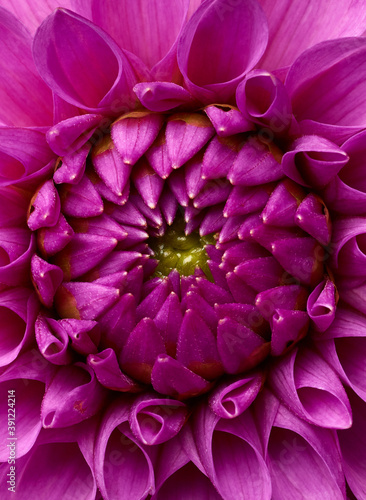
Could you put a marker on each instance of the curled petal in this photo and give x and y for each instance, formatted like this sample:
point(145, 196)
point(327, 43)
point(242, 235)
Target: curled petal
point(263, 99)
point(215, 30)
point(16, 67)
point(313, 161)
point(73, 395)
point(231, 453)
point(95, 76)
point(123, 469)
point(312, 390)
point(338, 66)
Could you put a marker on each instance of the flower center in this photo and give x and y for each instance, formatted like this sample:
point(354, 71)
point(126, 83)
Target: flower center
point(180, 251)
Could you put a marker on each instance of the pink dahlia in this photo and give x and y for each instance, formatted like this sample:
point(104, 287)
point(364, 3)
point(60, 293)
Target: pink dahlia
point(183, 249)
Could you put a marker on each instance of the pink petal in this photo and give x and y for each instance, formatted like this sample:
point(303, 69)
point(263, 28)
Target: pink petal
point(295, 26)
point(149, 31)
point(215, 30)
point(95, 75)
point(17, 67)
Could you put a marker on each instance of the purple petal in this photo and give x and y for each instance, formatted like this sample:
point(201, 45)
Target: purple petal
point(123, 468)
point(23, 152)
point(230, 399)
point(295, 26)
point(84, 300)
point(154, 420)
point(162, 96)
point(312, 390)
point(73, 395)
point(46, 278)
point(263, 99)
point(320, 105)
point(231, 453)
point(212, 32)
point(149, 31)
point(70, 135)
point(142, 348)
point(313, 161)
point(17, 67)
point(90, 52)
point(228, 120)
point(172, 378)
point(303, 458)
point(44, 207)
point(321, 305)
point(108, 372)
point(18, 310)
point(134, 134)
point(52, 340)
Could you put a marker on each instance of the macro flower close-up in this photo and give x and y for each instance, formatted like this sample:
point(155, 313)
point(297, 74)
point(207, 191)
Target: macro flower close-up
point(183, 249)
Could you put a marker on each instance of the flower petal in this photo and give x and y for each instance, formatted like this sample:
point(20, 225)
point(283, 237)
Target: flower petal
point(215, 30)
point(295, 26)
point(82, 64)
point(17, 67)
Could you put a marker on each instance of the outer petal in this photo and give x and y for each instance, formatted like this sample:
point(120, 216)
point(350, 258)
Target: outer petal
point(215, 30)
point(32, 12)
point(230, 451)
point(21, 105)
point(123, 469)
point(295, 25)
point(82, 64)
point(327, 87)
point(149, 29)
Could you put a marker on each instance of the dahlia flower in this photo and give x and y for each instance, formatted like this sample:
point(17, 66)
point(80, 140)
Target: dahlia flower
point(183, 249)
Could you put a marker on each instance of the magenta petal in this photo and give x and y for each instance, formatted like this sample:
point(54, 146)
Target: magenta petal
point(17, 67)
point(172, 378)
point(52, 340)
point(72, 167)
point(321, 106)
point(134, 134)
point(228, 120)
point(291, 32)
point(197, 347)
point(263, 99)
point(230, 399)
point(123, 469)
point(142, 348)
point(214, 31)
point(240, 348)
point(303, 457)
point(81, 200)
point(108, 372)
point(45, 207)
point(162, 96)
point(70, 51)
point(312, 390)
point(23, 152)
point(73, 395)
point(185, 136)
point(154, 420)
point(53, 239)
point(46, 279)
point(84, 300)
point(18, 310)
point(352, 443)
point(70, 135)
point(255, 165)
point(150, 31)
point(231, 453)
point(313, 161)
point(321, 305)
point(110, 167)
point(187, 482)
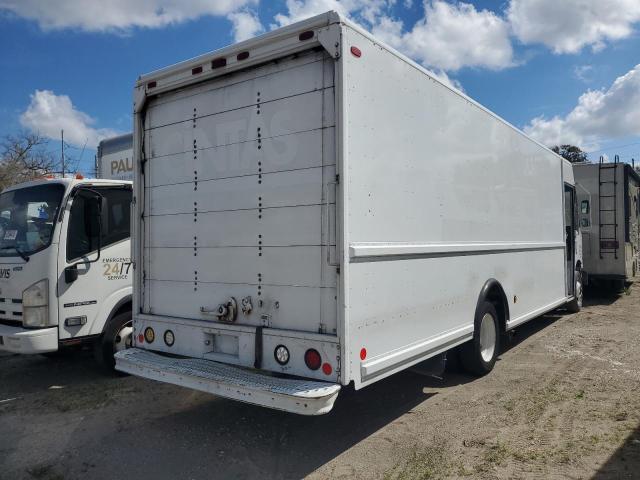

—————

Scale the items starting at the line containing "Could you put a marker on each instance of the outer" and ending at the line containing "point(295, 25)", rewriting every line in that span, requests included, with each answer coordinate multiplied by 0.3 and rounded to a whole number, halves up. Keep the requests and their sample points unchanged.

Could you put a marker on each instance of the outer petal in this photo and give x and y for each instance, formatted like this sample:
point(120, 216)
point(350, 258)
Target: outer petal
point(65, 9)
point(10, 4)
point(69, 135)
point(6, 32)
point(37, 141)
point(89, 8)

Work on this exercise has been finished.